[Records drawn from a dataset]
>>>

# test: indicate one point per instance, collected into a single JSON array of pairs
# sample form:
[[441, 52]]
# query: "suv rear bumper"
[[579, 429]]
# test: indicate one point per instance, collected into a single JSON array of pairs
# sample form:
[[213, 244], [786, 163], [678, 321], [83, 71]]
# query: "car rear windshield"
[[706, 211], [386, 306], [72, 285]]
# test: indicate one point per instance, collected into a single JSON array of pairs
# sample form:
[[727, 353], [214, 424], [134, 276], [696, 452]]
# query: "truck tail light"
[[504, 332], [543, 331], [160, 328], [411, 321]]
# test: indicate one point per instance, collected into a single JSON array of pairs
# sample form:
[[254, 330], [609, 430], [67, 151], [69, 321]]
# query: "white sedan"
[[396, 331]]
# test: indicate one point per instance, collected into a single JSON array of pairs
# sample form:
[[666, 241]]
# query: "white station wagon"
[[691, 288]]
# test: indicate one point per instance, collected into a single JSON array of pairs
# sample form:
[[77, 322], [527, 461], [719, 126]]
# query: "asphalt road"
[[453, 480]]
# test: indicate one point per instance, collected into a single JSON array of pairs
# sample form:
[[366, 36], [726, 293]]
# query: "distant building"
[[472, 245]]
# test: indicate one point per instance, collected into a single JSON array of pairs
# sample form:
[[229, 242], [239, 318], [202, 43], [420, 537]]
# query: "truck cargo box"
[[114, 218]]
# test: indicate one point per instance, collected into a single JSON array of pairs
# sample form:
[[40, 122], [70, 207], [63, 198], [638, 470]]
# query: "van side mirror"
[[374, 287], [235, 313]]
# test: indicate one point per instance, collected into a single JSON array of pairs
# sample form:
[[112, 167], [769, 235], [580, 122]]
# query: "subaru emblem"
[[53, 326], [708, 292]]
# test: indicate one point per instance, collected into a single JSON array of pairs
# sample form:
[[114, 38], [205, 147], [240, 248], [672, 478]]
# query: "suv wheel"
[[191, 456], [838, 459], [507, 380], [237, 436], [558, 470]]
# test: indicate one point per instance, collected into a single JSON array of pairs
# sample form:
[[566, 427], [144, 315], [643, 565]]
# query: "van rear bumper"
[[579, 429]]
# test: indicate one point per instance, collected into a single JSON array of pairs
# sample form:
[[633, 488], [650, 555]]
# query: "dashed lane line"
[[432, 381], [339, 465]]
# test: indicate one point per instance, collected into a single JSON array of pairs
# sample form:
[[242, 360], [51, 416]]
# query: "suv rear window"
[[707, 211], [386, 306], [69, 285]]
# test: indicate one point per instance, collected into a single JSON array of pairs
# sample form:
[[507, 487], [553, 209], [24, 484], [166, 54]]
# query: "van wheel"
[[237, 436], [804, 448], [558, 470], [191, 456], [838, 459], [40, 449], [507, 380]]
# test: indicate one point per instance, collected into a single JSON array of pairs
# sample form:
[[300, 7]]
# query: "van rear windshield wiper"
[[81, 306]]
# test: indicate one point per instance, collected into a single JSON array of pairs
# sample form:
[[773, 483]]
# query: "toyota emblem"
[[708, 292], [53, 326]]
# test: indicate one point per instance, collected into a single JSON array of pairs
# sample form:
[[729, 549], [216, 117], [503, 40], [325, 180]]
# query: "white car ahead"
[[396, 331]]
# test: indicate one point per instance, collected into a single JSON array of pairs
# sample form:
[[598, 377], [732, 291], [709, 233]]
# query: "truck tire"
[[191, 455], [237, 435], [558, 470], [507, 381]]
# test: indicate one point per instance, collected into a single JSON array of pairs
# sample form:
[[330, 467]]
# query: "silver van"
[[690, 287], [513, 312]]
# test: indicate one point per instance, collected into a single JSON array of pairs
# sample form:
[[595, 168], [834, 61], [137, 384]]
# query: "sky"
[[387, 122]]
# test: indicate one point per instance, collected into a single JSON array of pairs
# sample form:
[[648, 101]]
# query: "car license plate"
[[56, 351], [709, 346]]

<<<

Your goal: In full and without alteration, transcribe the entries above.

Problem solution:
# test: indicate one point per instance, collected into a single JSON array of pairs
# sample form:
[[441, 52]]
# query: "suv rear bumper"
[[579, 429]]
# test: indicate one point per instance, collected into a single JSON array of pairs
# sample form:
[[213, 244], [786, 163], [678, 321], [83, 71]]
# query: "car rear windshield"
[[706, 211], [386, 306], [72, 285]]
# test: indicate one point per instance, collected into a single JSON array of pairs
# sample form:
[[727, 353], [214, 424], [134, 276], [696, 452]]
# query: "truck tail light"
[[504, 332], [543, 331], [160, 328], [411, 321]]
# test: indicate one point per instance, collected into a single JSON array of pairs
# sample form:
[[254, 330], [609, 430], [67, 151], [69, 321]]
# query: "white sedan"
[[396, 331]]
# test: indicate one point per instance, collected into a single JSON array of pairs
# sample form:
[[666, 241]]
# query: "white station wagon"
[[691, 288]]
# test: indicate one point per instance, collected into a single JSON array of pairs
# sample form:
[[77, 322], [527, 461], [719, 126]]
# query: "asphalt road"
[[453, 480]]
# test: indicate one point per instance, collected into a single JSON array of pairs
# sample form:
[[366, 36], [726, 293]]
# query: "distant building"
[[472, 245]]
# test: indicate one point per instance, collected into a single JSON array of pairs
# sample form:
[[229, 242], [239, 318], [202, 43], [420, 537]]
# query: "truck cargo box"
[[114, 218]]
# test: indicate one point per instance, collected into a single JSON array of pairs
# sample form:
[[40, 122], [70, 207], [63, 198], [638, 470]]
# query: "van side mirror"
[[374, 287], [235, 313]]
# test: indicate one point per instance, collected into a single JSON array of pairs
# sample form:
[[112, 167], [769, 235], [580, 122]]
# query: "subaru emblem"
[[53, 326], [708, 292]]
# test: indicate one point per instance, collected into a single JSON array of pairs
# sample form:
[[114, 38], [205, 147], [240, 248], [672, 478]]
# query: "suv wheel"
[[191, 456], [838, 459], [507, 380], [237, 436], [558, 470]]
# test: indicate one point per instance, collected into a single JSON array of pairs
# sample form:
[[566, 427], [144, 315], [643, 565]]
# query: "van rear bumper"
[[579, 429]]
# test: indicate one point per instance, collected into a single JSON array of pairs
# sample form:
[[633, 488], [650, 555]]
# query: "dashed lane line"
[[432, 381], [339, 465]]
# test: indicate one point per instance, collected into a single JSON array of pairs
# sample form:
[[242, 360], [51, 416]]
# query: "suv rear window"
[[707, 211], [386, 306], [69, 285]]
# test: indicate one point per instance, collected into a single JSON array of pairs
# sample form:
[[507, 487], [553, 209], [24, 484], [166, 54]]
# query: "van wheel"
[[237, 436], [804, 448], [558, 470], [191, 456], [838, 459], [40, 449], [507, 380]]
# test: indicate one point per instance, collected into a single JSON array of pairs
# sample form:
[[300, 7]]
# query: "van rear windshield wiper"
[[81, 306]]
# test: indicate one point per instance, collected into a single JSON array of pairs
# sample form:
[[773, 483]]
# query: "toyota emblem"
[[708, 292], [53, 326]]
# test: indicate one point per instance, collected into a single JSON array of pairs
# sample form:
[[729, 549], [216, 117], [503, 40], [325, 180]]
# query: "white car ahead"
[[396, 331]]
# test: indicate one point per instance, collected into a single JSON array of pairs
# sample form:
[[598, 377], [732, 291], [709, 233]]
# query: "truck tire"
[[191, 455], [237, 435], [558, 470], [507, 381]]
# test: indicate one point per instance, collected into a single JSON array of pairs
# sample form:
[[330, 467]]
# query: "silver van"
[[690, 287], [513, 312]]
# test: indicate one point per instance, collected into a single JSON array of pairs
# sample form:
[[595, 168], [834, 61], [137, 384]]
# query: "sky"
[[387, 122]]
# test: indicate one point per instance, collected into a single JSON array of pairs
# sample form:
[[648, 101]]
# query: "car license plate"
[[56, 351], [709, 346]]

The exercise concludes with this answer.